# [Problems to solve]
1: Answer these questions from the Anthony Edwards profile:
(a) Where is the Timberwolves' practice facility located?
(b) Why were all team representatives remote for the draft lottery?
(c) What feature of his new apartment does Edwards talk about excitedly?
2: Can you rewrite the passage of the Anthony Edwards profile starting at "At one point" and ending at "on his mind.", with "empty gym" replaced by "quiet gym"?

# [Source text]
■ ■ ■ ■ ■

There’s a serene ambiance flowing throughout the third floor of the Mayo Clinic Square in downtown Minneapolis, home to the Minnesota Timberwolves and Lynx’s state-of-the-art practice facility. The Wolves’ HQ is quiet and empty on this Monday afternoon in late June, with front office personnel out of town in Chicago for the NBA draft combine while most of the players have already returned home for the summer. Yet, here is Anthony Edwards in the flesh, in town over a month after his season ended.
We initially figured this cover shoot would end up happening in his native city of Atlanta or maybe even L.A.—a popular offseason destination for many NBA stars. Yet Edwards is indeed in the Twin Cities as the Conference Finals get underway in late June. His commitment to the franchise, the city, his craft and the future all evident in his presence.
A facility employee mentions right before Edwards’ arrival that the NBA All-Rookie First Team honoree had actually been back working out at the gym just a couple of weeks earlier. The day after our shoot, Edwards is slated to represent Minnesota in the draft lottery—just another minor example of how invested he is in the franchise’s future. Therefore, right after our shoot, Edwards has to sit for a quick test shot with the Timberwolves’ digital team on the practice court, where he’ll be joining the live broadcast of the draft lottery the following night—due to COVID-19, all team representatives were remote for a second consecutive year. Edwards is patiently taking it all in, though. The test shots. The multiple takes. The summer days in Minneapolis—even if and when he’s the only player at the practice facility or maybe even in the city.
One of the many reasons he’s in town during the summer is that he’s in the midst of getting settled in at the new downtown apartment he just moved in to. During a break in between shooting stations at our shoot, Edwards excitedly talks about the “top floor views” of the city from his apartment, a prerequisite he says played a major role during the home search process.
At one point toward the end of our time with him, Edwards sits down and looks around at the empty gym. He begins to reminisce about his first few days with the franchise, his very first time scrimmaging on the practice court is still clear as day on his mind.

■ ■ ■ ■ ■

Stored data:

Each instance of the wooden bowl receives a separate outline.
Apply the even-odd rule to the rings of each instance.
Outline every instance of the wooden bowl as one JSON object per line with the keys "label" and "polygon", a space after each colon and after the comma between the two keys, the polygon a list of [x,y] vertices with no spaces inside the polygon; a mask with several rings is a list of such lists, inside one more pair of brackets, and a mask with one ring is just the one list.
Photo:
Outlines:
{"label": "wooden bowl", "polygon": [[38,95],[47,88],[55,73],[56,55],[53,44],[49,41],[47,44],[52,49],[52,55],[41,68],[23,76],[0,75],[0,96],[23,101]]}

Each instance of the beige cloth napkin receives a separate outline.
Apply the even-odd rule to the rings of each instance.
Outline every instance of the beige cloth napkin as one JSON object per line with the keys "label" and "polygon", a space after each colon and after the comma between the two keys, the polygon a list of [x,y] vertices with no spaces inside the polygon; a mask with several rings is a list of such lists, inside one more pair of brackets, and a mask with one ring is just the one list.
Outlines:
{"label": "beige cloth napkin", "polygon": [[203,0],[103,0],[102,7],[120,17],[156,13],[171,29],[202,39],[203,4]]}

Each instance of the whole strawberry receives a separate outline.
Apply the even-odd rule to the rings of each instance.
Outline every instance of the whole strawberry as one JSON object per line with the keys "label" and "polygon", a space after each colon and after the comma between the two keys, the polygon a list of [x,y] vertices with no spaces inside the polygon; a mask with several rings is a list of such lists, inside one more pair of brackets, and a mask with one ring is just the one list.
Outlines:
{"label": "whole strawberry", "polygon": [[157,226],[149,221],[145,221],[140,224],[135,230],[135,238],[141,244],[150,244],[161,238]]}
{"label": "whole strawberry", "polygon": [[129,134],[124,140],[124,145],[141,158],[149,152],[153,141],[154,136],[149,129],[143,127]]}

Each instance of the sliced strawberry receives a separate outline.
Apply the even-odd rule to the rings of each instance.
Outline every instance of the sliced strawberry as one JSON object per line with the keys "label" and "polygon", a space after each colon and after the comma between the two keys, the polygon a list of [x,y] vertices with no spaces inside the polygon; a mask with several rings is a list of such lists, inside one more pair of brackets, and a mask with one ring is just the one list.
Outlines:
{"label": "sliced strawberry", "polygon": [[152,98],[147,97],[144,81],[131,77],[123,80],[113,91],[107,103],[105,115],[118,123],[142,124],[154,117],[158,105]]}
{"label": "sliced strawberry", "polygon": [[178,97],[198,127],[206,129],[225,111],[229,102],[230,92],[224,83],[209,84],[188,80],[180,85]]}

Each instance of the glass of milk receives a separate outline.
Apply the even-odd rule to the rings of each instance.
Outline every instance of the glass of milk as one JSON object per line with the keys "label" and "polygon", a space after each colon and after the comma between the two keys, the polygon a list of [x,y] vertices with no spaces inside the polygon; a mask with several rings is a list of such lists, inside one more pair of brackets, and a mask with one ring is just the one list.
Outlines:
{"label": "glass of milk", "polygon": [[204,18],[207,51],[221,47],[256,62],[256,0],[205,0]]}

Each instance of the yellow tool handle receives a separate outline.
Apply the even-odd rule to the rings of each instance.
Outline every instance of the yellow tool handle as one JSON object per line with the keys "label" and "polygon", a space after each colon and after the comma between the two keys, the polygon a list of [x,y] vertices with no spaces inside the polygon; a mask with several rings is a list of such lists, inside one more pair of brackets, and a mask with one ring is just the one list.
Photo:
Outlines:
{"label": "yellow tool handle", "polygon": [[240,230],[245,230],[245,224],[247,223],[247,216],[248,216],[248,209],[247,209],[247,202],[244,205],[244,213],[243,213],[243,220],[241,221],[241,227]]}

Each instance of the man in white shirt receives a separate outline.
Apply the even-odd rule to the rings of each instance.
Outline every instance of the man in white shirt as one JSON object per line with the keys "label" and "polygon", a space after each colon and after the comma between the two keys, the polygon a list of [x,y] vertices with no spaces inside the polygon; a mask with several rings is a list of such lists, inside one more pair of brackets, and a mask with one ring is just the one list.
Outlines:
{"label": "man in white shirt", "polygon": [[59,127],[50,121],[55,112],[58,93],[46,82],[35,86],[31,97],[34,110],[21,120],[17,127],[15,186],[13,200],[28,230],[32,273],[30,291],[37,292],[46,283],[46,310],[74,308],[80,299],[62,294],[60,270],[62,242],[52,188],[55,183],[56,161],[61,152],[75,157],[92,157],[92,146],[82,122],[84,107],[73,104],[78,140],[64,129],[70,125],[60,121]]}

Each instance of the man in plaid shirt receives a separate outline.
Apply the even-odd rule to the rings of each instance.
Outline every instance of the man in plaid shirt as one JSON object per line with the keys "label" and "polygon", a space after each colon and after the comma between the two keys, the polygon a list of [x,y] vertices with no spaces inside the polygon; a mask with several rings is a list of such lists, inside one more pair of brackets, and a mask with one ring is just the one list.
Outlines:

■ ■ ■ ■ ■

# [Responses by item number]
1:
(a) On the third floor of the Mayo Clinic Square in downtown Minneapolis.
(b) Because of COVID-19.
(c) Its "top floor views" of the city.

2:
At one point toward the end of our time with him, Edwards sits down and looks around at the quiet gym. He begins to reminisce about his first few days with the franchise, his very first time scrimmaging on the practice court is still clear as day on his mind.